* TASK MATERIAL:
☆ ☆ ☆ ☆ ☆ ☆ ☆
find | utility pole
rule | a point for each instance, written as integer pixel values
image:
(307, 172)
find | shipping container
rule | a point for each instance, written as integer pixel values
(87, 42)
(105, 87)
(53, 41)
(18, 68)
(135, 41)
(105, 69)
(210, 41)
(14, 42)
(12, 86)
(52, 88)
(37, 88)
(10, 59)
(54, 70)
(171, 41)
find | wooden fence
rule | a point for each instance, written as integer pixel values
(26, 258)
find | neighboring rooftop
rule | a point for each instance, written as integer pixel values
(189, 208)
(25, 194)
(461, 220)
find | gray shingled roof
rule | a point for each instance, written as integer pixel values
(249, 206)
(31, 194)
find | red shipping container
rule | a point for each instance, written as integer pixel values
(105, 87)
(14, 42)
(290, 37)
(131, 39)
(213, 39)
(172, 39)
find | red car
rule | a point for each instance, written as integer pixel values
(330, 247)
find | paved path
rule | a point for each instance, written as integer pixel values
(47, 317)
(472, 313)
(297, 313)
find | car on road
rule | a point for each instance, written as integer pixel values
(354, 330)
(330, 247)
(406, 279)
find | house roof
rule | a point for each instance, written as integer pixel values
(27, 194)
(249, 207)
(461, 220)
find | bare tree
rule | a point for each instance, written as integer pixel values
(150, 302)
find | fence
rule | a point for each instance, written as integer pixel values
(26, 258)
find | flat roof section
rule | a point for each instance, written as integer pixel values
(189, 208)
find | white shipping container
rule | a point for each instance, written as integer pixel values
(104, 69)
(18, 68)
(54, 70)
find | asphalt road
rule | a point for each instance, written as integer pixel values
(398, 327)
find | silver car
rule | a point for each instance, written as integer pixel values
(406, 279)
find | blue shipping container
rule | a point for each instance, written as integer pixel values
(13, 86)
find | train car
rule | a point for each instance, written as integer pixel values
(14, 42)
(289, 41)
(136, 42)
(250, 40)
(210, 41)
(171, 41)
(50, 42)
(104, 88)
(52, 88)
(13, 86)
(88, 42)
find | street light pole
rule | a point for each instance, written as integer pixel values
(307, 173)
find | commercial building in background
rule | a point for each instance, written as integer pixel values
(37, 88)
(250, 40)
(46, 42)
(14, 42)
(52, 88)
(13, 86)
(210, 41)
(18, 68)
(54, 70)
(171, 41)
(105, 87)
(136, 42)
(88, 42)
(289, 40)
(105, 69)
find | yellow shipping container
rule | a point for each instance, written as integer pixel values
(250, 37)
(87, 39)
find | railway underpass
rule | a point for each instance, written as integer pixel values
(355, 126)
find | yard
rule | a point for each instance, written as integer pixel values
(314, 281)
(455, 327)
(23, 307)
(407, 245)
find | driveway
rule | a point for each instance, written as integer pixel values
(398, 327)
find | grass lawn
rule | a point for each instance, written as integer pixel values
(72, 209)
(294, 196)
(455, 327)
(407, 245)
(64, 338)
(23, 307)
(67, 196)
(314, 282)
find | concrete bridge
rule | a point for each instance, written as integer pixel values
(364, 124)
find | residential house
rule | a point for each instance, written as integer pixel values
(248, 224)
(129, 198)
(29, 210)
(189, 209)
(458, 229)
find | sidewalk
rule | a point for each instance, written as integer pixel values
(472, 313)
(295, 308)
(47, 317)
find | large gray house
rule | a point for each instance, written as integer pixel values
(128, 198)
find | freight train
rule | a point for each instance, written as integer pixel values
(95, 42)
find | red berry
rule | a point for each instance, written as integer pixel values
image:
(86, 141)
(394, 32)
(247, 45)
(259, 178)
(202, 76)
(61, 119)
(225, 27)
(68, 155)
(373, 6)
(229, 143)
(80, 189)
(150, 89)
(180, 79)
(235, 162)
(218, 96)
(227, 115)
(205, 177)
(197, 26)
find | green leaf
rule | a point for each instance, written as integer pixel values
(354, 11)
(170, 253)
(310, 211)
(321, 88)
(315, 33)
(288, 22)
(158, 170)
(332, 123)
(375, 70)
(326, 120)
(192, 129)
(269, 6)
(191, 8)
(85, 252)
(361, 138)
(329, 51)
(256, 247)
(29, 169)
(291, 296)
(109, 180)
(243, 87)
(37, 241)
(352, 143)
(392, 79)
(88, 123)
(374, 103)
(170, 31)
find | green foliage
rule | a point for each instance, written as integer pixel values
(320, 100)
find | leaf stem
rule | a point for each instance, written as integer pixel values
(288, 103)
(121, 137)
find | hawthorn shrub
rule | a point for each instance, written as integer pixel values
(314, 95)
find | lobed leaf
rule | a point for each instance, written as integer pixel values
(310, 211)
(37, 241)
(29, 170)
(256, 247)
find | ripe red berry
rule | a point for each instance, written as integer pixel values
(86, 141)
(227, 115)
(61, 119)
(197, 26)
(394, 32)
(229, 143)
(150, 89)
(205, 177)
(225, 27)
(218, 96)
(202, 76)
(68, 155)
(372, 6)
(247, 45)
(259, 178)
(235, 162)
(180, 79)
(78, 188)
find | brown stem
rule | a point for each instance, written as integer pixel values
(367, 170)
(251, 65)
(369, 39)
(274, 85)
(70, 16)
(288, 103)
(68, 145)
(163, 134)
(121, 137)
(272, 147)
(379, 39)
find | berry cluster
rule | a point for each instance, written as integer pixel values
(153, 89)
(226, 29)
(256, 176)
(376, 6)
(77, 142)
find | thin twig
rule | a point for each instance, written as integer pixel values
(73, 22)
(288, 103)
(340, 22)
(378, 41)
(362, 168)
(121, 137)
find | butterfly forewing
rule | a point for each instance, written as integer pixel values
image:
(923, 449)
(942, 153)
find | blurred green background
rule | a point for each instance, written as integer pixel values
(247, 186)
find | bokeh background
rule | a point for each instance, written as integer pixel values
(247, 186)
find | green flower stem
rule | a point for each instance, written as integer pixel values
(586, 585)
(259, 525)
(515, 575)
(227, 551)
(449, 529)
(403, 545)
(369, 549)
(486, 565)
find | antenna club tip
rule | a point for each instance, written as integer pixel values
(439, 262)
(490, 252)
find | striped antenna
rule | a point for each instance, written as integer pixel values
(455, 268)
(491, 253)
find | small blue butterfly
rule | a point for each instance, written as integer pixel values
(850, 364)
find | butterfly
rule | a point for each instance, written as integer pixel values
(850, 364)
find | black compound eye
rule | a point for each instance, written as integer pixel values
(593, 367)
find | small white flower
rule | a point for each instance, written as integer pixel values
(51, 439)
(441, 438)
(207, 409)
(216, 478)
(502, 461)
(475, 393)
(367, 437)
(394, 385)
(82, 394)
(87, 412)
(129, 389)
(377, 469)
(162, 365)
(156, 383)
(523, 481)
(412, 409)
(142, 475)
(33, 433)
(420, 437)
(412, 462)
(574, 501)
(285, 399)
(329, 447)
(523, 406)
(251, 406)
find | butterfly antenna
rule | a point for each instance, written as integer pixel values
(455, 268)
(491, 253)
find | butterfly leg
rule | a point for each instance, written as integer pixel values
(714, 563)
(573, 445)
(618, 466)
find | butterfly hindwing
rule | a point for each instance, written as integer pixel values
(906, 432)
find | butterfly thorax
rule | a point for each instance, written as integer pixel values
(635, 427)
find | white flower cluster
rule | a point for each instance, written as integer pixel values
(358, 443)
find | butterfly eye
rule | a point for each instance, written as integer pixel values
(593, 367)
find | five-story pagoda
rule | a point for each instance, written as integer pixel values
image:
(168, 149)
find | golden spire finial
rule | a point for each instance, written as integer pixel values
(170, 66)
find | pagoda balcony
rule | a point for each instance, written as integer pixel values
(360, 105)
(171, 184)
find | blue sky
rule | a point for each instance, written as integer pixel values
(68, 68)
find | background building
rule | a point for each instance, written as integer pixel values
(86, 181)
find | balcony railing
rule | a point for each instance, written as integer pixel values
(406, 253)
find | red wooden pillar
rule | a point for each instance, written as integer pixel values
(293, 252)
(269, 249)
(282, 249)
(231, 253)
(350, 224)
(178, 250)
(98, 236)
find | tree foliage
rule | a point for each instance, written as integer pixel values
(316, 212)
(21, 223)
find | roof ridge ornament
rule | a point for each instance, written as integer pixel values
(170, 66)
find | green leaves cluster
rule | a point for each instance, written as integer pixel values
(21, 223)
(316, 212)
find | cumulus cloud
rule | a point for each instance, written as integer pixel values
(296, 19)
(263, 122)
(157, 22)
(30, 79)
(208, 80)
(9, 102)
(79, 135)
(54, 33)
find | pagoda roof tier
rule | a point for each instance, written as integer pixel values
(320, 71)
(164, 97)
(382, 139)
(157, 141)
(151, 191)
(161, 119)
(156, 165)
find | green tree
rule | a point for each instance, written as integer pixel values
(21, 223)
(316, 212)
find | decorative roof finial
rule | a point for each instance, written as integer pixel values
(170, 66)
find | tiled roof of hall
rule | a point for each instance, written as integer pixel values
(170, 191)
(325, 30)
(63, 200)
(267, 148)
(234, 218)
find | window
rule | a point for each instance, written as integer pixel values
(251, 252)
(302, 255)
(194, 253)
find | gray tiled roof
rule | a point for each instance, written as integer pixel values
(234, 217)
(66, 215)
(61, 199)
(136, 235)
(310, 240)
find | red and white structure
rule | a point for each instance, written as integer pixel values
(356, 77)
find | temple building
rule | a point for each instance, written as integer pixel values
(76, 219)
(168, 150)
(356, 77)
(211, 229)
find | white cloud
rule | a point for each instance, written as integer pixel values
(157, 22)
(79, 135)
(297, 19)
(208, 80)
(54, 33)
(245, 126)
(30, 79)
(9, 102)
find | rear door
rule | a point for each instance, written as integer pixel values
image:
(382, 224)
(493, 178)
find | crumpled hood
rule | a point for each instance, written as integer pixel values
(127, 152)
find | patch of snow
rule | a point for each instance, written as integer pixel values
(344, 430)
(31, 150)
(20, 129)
☆ ☆ ☆ ☆ ☆ ☆ ☆
* YOUR TASK: Both the line containing "find | green tree" and the line containing "find | tiled roof of hall" belong in the answer. Print them and every line above that falls between them exactly, and no others.

* OUTPUT FOR THIS EXERCISE:
find | green tree
rule | a point for each instance, written as integer pixel values
(21, 223)
(316, 212)
find | decorative roof finial
rule | a point for each instance, written as integer pixel values
(170, 66)
find | tiled roof of hall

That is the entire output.